Document extract:
= Beginning of Section =
I am thankful to Richard Greydanus for applauding Wendell Berry’s critique of industrialism and for accepting Berry’s diagnosis: that humanity has overestimated its ability to master nature and has abused it in the process. One need not accept Berry’s solution in order to be stimulated by this critique. However, a critic is only as good as the solution he posits. Hence one more attempt to give Berry a careful hearing.
A few points of clarification. First, Berry does not conceive of industrialization as a “metaphor for the basic problem.” Rather, the problem lies in “machine” being the dominant metaphor for industry, whether in agriculture proper or in any strand of the web of life it supports. It is the means of unfolding of earth’s potential with which he takes issue, not the unfolding itself. Berry is not so naïve as to fail to recognize that the majority of the world’s population lives in cities. It has always been the cultivation of land which interests him and never more so than when so few actually till the land which feeds them.
= End of Section =
Dataset entries:
= Beginning of Section =
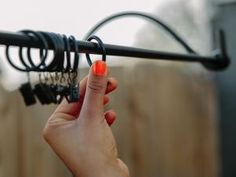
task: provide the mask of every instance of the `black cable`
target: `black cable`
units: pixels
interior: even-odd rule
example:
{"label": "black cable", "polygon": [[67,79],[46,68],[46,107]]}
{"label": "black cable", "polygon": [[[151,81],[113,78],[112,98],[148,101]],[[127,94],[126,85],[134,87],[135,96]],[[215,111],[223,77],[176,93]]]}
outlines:
{"label": "black cable", "polygon": [[110,23],[112,21],[114,21],[115,19],[119,19],[122,17],[141,17],[144,18],[146,20],[149,20],[155,24],[157,24],[158,26],[161,26],[166,32],[168,32],[179,44],[181,44],[186,51],[188,51],[189,53],[192,54],[196,54],[196,52],[187,44],[187,42],[185,42],[173,29],[171,29],[168,25],[166,25],[164,22],[162,22],[161,20],[159,20],[157,17],[152,16],[151,14],[147,14],[147,13],[143,13],[143,12],[132,12],[132,11],[127,11],[127,12],[121,12],[121,13],[117,13],[114,15],[111,15],[103,20],[101,20],[100,22],[98,22],[95,26],[93,26],[89,32],[85,35],[85,37],[83,38],[84,40],[86,40],[89,36],[91,36],[92,34],[94,34],[96,31],[98,31],[100,28],[102,28],[105,24]]}

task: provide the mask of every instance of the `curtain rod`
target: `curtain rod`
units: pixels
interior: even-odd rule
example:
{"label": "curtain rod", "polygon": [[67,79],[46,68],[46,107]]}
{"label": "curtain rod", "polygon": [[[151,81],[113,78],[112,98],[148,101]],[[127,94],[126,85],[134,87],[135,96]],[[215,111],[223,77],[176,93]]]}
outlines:
{"label": "curtain rod", "polygon": [[[48,48],[53,49],[53,44],[50,40],[47,40]],[[171,61],[183,61],[183,62],[200,62],[207,69],[222,70],[229,65],[229,58],[225,51],[224,34],[220,33],[221,49],[217,55],[214,56],[200,56],[197,54],[179,54],[171,52],[161,52],[156,50],[141,49],[128,46],[104,44],[106,54],[111,56],[123,56],[123,57],[136,57],[143,59],[155,59],[155,60],[171,60]],[[0,45],[8,46],[20,46],[30,48],[41,48],[43,44],[34,36],[27,36],[22,33],[13,33],[0,31]],[[102,54],[102,50],[99,45],[94,42],[77,41],[79,53],[89,54]],[[71,51],[75,49],[71,46]]]}

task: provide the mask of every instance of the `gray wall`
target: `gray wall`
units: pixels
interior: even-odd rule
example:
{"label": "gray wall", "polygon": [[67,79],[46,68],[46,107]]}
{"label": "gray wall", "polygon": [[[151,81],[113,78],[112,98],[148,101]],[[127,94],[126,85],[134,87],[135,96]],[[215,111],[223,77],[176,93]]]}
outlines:
{"label": "gray wall", "polygon": [[[236,1],[218,0],[218,10],[213,29],[222,28],[226,32],[229,69],[217,73],[220,98],[220,134],[222,176],[236,176]],[[215,44],[214,44],[215,45]]]}

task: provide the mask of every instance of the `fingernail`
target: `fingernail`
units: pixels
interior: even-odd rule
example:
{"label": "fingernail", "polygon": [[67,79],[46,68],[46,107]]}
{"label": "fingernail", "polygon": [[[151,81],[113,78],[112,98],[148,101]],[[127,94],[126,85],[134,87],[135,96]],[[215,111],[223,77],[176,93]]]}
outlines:
{"label": "fingernail", "polygon": [[93,74],[97,76],[105,76],[107,74],[107,65],[102,60],[97,60],[93,64]]}

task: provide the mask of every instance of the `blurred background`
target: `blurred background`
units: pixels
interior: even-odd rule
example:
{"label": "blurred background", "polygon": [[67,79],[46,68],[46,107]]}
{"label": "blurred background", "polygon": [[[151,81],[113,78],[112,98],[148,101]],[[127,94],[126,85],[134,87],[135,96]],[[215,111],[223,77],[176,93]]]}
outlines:
{"label": "blurred background", "polygon": [[[117,111],[112,129],[131,176],[235,177],[236,0],[8,0],[1,2],[0,30],[82,39],[98,21],[128,10],[157,16],[201,55],[218,46],[215,31],[223,29],[232,59],[227,70],[215,73],[199,64],[108,57],[119,89],[107,109]],[[142,19],[117,20],[96,34],[104,43],[185,52]],[[26,107],[18,91],[26,74],[11,68],[4,55],[0,46],[0,177],[71,176],[41,137],[55,106]],[[88,73],[85,58],[79,72],[80,79]]]}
= End of Section =
Work to complete:
**a.** Decide whether each statement agrees with the reply on Wendell Berry, and give yes or no with the deciding words of the reply quoted. (i) Berry conceives of industrialization as a metaphor for the basic problem. (ii) Greydanus accepted Berry's diagnosis. (iii) Berry takes issue with the unfolding of earth's potential itself.
**b.** In the reply on Wendell Berry, where does the majority of the world's population live?
**c.** Render this sentence from the reply on Wendell Berry in Spanish: "One need not accept Berry’s solution in order to be stimulated by this critique."

Responses in order:
**a.**
(i) No: "Berry does not conceive of industrialization as a “metaphor for the basic problem.”"
(ii) Yes: "for accepting Berry’s diagnosis"
(iii) No: "It is the means of unfolding of earth’s potential with which he takes issue, not the unfolding itself."

**b.** In cities.

**c.** No es necesario aceptar la solución de Berry para sentirse estimulado por esta crítica.